**To do:**
All of the data below needs to be set down again, exactly as shown.

- - - -

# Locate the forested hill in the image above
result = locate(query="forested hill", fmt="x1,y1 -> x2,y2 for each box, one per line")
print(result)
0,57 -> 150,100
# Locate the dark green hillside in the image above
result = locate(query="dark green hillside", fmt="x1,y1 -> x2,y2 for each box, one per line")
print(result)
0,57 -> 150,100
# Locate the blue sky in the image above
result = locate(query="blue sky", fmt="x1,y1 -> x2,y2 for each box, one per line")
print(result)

- - - -

**The completed task:**
# Locate the forested hill in the image above
result = locate(query="forested hill", fmt="x1,y1 -> x2,y2 for each box, one per line")
print(result)
0,57 -> 150,100
# Locate the dark green hillside in the image above
result = locate(query="dark green hillside", fmt="x1,y1 -> x2,y2 for each box, one per line")
print(result)
0,57 -> 150,100
# Locate the blue sky in the image above
result = locate(query="blue sky", fmt="x1,y1 -> x2,y2 for each box, one per line")
print(result)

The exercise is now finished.